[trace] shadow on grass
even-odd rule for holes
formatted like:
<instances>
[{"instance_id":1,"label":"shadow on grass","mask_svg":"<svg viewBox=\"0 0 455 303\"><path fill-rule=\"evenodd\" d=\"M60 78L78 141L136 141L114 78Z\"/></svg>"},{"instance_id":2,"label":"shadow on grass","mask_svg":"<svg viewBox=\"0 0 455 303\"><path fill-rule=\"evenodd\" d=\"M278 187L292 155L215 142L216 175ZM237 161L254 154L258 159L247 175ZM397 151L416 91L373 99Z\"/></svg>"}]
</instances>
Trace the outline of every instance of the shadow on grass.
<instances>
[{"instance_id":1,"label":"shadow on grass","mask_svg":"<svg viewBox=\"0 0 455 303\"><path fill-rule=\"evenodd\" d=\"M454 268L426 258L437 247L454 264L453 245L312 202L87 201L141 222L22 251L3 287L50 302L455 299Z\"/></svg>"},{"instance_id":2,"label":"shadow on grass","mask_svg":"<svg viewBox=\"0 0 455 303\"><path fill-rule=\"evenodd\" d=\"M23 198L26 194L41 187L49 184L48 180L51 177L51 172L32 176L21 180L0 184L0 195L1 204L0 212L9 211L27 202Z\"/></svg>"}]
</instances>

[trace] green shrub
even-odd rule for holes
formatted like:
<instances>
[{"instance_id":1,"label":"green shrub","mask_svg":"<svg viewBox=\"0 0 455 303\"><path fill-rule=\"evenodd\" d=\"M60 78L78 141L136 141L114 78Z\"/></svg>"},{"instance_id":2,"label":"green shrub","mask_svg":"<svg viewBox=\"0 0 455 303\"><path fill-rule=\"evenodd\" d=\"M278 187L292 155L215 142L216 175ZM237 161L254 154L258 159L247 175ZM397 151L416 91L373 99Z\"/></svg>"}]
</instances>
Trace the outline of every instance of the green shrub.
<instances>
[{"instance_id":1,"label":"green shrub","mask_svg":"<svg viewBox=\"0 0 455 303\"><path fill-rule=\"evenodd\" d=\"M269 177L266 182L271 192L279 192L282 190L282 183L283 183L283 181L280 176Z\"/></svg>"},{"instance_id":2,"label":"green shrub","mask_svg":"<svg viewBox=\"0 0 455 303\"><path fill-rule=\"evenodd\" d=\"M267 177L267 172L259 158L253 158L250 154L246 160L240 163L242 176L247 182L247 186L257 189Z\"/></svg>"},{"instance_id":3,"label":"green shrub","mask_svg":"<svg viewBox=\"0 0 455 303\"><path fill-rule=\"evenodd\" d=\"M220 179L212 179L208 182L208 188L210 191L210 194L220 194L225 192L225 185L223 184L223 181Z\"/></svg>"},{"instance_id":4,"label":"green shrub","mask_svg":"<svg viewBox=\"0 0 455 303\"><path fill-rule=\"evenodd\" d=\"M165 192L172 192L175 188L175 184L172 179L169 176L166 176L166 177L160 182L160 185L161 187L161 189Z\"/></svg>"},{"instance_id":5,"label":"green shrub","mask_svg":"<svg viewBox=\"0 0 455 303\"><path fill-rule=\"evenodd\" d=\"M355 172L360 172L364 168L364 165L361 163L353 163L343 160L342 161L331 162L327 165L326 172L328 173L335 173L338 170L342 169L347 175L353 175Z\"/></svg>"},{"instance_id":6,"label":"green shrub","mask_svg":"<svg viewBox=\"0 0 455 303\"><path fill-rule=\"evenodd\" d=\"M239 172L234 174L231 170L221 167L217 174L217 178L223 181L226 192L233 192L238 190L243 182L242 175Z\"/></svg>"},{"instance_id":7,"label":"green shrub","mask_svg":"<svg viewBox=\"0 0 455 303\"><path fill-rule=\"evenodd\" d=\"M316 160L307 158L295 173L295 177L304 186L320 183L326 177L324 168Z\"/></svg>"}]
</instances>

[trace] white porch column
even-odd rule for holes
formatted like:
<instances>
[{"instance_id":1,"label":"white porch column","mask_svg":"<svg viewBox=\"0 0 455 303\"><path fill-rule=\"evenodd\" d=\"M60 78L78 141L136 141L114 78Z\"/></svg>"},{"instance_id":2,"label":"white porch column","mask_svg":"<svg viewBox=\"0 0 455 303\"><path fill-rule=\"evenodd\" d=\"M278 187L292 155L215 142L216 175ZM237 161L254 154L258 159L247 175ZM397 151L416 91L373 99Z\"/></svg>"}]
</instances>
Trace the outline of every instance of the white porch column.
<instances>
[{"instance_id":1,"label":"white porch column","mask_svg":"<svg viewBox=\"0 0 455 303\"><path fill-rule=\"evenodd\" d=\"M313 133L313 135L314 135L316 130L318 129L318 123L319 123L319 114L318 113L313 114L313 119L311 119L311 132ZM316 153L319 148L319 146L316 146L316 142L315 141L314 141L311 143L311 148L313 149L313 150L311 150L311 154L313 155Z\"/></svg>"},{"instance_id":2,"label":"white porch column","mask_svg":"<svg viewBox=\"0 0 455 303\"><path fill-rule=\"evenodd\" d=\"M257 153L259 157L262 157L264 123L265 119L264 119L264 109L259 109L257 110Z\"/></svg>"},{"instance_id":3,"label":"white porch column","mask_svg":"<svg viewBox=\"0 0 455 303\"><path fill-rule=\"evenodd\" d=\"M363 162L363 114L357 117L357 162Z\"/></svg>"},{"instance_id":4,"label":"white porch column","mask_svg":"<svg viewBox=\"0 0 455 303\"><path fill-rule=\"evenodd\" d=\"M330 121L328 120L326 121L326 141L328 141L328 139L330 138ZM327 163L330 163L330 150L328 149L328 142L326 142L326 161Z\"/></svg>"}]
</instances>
* * *
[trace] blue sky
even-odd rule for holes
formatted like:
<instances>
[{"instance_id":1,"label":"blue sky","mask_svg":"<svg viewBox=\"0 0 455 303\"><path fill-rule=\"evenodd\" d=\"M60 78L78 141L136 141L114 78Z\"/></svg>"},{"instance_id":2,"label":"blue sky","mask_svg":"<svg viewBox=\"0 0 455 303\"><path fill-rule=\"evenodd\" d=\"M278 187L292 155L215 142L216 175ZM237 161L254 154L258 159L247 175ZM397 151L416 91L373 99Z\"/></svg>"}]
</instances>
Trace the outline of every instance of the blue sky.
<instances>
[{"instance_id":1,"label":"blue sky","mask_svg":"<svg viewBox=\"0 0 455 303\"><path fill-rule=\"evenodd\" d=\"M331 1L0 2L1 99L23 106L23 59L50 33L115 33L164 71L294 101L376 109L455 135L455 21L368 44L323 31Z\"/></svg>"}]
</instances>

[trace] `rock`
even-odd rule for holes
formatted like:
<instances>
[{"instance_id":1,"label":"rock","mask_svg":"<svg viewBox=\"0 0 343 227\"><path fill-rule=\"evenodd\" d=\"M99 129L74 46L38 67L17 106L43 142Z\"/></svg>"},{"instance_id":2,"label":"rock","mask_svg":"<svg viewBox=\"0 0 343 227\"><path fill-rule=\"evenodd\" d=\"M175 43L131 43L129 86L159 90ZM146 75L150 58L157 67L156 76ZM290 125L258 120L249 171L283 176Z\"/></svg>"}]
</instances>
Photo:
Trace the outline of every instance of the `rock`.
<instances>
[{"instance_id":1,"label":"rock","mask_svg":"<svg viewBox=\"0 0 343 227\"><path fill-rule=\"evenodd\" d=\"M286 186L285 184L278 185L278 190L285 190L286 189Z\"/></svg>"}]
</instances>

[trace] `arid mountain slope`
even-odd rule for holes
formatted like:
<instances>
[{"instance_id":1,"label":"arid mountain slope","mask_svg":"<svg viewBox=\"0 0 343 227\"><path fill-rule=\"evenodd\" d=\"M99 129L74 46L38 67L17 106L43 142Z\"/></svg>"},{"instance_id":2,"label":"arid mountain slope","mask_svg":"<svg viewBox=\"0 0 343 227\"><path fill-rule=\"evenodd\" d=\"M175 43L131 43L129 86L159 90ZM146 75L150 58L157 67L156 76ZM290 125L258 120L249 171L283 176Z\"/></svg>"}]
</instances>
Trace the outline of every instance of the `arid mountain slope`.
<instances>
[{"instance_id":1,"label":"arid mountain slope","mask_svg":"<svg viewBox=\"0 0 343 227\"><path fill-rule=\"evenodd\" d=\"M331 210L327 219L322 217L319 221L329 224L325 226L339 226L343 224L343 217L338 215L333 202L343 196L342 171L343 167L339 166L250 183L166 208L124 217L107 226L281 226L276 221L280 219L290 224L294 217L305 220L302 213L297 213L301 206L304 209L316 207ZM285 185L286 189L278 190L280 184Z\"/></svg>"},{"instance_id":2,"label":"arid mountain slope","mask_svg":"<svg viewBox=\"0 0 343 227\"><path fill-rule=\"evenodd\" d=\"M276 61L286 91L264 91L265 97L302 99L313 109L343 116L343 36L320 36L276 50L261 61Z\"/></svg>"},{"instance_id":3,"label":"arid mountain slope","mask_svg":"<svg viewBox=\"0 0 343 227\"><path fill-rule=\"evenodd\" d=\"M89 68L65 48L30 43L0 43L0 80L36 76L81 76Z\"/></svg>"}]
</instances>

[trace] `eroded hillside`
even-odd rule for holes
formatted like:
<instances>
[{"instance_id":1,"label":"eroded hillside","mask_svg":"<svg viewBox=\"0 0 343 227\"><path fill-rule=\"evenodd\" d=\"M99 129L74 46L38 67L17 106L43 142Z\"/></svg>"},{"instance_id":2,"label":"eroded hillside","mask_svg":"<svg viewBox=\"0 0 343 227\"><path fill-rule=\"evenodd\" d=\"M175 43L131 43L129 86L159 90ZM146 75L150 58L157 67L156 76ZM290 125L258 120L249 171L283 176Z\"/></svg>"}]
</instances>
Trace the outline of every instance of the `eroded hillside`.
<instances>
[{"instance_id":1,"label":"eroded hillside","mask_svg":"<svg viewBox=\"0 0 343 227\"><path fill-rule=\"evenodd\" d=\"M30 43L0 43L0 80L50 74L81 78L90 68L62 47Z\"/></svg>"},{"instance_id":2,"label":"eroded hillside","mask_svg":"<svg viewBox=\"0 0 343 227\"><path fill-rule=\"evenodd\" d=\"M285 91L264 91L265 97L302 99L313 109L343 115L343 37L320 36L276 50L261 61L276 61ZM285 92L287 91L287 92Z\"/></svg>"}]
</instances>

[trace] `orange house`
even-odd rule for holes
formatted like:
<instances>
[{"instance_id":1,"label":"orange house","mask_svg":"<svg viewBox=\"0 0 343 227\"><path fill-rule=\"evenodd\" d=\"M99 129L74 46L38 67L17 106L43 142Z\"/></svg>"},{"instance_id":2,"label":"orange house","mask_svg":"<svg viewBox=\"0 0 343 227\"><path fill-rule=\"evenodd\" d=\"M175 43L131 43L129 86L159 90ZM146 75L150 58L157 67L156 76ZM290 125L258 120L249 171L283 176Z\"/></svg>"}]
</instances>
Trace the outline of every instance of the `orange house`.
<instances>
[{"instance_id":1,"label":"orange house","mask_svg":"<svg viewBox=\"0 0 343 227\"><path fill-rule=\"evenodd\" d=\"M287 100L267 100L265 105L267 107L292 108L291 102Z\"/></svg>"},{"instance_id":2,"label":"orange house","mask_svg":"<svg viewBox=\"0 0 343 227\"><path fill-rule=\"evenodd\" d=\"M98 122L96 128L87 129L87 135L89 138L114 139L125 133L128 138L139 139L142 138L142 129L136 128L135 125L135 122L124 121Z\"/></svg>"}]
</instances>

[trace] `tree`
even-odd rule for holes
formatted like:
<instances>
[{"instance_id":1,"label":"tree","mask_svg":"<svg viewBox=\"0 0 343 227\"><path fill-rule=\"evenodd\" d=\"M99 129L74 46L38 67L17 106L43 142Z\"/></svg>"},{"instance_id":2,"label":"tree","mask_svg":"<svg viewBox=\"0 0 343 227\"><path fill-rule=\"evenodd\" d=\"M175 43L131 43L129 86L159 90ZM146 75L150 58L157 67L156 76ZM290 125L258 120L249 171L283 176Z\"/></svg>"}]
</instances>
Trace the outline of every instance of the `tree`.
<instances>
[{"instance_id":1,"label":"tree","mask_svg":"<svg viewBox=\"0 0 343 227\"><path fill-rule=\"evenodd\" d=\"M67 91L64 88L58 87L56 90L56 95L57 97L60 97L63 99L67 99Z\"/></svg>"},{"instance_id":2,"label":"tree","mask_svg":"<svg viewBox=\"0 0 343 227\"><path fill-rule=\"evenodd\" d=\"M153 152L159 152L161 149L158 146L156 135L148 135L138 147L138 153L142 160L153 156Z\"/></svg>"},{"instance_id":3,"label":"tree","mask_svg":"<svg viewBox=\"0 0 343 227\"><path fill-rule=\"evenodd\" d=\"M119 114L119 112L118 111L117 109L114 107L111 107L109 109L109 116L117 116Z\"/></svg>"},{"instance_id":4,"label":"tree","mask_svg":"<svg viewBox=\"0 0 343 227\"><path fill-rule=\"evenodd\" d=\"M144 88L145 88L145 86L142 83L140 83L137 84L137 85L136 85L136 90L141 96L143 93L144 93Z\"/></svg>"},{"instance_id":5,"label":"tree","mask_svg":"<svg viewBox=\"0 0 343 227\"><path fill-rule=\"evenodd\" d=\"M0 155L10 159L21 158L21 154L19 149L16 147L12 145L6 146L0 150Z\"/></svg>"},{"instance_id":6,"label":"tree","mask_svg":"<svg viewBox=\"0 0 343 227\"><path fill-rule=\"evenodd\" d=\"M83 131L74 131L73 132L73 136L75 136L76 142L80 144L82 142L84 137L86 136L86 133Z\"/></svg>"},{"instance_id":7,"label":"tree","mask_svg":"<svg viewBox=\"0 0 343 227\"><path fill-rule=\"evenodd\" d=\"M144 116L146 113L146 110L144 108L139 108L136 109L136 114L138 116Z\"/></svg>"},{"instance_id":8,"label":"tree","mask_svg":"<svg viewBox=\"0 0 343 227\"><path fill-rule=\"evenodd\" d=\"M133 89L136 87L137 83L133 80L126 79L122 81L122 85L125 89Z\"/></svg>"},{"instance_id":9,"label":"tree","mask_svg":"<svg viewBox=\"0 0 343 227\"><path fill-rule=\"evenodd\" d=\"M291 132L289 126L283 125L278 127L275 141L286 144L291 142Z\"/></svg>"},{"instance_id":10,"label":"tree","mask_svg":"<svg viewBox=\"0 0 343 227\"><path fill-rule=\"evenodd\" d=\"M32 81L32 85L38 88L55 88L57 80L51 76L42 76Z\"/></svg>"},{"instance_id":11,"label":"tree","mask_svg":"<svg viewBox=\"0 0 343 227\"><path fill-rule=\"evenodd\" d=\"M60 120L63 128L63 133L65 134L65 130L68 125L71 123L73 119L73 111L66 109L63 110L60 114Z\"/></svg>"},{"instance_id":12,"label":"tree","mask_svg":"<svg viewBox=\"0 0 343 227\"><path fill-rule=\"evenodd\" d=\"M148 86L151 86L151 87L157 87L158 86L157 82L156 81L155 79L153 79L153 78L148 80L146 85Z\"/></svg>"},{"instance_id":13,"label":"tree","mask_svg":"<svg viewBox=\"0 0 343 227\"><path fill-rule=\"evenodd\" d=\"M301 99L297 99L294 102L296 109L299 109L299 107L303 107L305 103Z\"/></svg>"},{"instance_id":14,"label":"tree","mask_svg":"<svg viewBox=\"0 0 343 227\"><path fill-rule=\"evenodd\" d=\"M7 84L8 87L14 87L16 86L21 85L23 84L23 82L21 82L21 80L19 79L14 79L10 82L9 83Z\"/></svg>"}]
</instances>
* * *
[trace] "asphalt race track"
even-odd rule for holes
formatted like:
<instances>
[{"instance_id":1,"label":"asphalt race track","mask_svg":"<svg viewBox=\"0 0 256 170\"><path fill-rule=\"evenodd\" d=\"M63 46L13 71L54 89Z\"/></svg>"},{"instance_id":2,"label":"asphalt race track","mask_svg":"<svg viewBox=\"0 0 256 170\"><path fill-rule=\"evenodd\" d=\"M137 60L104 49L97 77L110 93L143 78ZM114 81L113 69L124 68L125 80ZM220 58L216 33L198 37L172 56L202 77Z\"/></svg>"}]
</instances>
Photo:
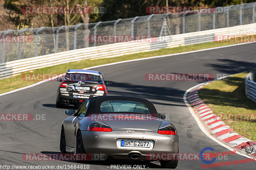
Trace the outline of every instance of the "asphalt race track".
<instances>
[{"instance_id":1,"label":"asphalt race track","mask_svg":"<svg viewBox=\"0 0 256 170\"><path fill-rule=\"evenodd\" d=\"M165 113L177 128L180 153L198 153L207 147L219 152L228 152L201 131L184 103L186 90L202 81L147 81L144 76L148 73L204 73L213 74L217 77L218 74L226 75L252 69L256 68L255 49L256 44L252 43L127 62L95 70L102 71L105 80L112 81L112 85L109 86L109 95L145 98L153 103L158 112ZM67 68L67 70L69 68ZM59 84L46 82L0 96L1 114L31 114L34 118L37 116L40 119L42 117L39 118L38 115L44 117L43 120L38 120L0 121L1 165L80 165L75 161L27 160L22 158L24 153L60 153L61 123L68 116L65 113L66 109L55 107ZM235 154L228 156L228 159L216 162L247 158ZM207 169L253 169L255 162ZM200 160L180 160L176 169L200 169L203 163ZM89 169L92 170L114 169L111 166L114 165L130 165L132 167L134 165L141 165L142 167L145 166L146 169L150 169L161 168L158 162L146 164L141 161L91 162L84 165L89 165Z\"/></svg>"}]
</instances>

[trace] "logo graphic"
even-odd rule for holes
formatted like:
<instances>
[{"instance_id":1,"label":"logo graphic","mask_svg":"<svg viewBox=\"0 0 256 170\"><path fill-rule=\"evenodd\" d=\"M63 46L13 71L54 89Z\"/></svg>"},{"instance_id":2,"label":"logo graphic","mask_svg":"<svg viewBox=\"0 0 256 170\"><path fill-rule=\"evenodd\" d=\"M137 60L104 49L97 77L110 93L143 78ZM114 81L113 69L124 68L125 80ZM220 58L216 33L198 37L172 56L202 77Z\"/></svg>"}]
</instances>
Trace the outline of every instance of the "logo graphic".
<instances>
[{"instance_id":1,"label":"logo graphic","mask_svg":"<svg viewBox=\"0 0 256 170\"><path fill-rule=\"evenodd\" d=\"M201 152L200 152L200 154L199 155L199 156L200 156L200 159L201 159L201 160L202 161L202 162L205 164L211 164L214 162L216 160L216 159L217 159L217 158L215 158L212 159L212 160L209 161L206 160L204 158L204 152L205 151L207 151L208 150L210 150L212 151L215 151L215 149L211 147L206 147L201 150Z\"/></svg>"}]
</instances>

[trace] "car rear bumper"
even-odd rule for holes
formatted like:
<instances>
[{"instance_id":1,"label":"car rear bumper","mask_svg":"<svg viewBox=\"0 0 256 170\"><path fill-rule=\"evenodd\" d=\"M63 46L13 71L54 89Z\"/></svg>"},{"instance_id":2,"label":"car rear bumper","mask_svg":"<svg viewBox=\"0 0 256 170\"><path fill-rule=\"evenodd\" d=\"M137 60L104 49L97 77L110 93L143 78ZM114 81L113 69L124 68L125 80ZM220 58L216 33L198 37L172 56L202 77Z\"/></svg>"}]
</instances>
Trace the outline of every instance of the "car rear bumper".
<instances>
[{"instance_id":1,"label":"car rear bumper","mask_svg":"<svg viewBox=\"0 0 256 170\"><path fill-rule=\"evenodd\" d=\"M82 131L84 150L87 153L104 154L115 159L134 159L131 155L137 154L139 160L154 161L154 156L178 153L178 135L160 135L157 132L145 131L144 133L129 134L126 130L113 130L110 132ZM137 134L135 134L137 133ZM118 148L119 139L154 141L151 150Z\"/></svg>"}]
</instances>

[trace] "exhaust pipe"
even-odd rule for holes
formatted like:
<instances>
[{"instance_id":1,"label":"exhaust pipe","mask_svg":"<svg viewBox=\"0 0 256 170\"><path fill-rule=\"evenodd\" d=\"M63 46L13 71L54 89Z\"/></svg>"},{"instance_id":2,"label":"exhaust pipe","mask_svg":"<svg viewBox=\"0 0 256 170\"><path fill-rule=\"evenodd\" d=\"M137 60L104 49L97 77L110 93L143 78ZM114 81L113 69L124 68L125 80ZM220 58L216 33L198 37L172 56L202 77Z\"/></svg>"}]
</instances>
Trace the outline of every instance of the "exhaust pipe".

▶ _YOUR GOAL_: Find every line in the entries above that contains the word "pipe", and copy each of those lines in full.

▶ _OUTPUT FOR THIS TASK_:
[trace] "exhaust pipe"
[{"instance_id":1,"label":"exhaust pipe","mask_svg":"<svg viewBox=\"0 0 256 170\"><path fill-rule=\"evenodd\" d=\"M63 46L13 71L54 89Z\"/></svg>"},{"instance_id":2,"label":"exhaust pipe","mask_svg":"<svg viewBox=\"0 0 256 170\"><path fill-rule=\"evenodd\" d=\"M137 60L104 49L97 77L110 93L143 78ZM114 81L113 69L124 68L125 80ZM220 58L216 33L198 37L172 56L202 77Z\"/></svg>"}]
Trace the outline of every instance of the "exhaust pipe".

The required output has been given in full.